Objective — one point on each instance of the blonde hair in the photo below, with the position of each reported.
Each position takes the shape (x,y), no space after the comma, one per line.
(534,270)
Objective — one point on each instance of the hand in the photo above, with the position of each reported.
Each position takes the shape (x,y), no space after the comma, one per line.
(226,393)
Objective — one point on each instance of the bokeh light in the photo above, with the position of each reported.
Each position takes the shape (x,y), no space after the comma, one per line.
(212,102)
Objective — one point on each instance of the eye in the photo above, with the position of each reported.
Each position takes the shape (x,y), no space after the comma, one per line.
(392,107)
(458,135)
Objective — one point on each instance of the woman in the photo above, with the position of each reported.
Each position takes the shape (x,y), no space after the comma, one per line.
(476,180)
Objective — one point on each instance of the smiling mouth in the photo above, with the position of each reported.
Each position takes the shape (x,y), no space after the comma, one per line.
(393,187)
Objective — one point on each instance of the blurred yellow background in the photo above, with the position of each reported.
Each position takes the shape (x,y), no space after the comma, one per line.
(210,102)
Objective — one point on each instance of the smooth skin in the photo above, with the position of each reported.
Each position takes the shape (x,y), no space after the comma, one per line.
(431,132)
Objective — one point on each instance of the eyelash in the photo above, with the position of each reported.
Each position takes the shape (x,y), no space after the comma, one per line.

> TASK: The lines to reproduce run from the one that contains "Objective — one point on each instance of the hand" through the last line above; copy them exactly.

> OUTPUT OF THE TASK:
Objective — one point on each instance of the hand in the photo above, with the position of each reported.
Each position takes the shape (x,y), no space after the comma, one per line.
(226,393)
Objective — one point on each instance of the bokeh light in the photo above, with the position of each reported.
Each position takes the shape (x,y), no space after the comma, one per line.
(212,102)
Objective — one point on each instance of the eye in the photo above, with the position of each reported.
Each position takes the shape (x,y), no space after the comma, one per line.
(392,107)
(458,135)
Objective — one point on each instance of the woman in the photo above, with the position of each reported.
Each position takes the shape (x,y), no space after the comma, one per line.
(476,180)
Objective — one point on each instance of the smiling mouth in the photo above, with the position of each reported.
Each position takes the shape (x,y), no space after the comma, one per line.
(393,187)
Objective — one point on each instance of the blurred yellow background in the photo above, with the position of each reported.
Each position takes the shape (x,y), no space after the comma, one per line.
(210,102)
Objective — one point on each instance of the smooth skin in the photo above, with the position of each reported.
Each position takes the shape (x,y), no space after the comma, one per line.
(431,132)
Objective — one point on each instance of the eyelash in the photo above, with the position of each reported.
Each position takes the shape (x,y), no space after the comma, one per line.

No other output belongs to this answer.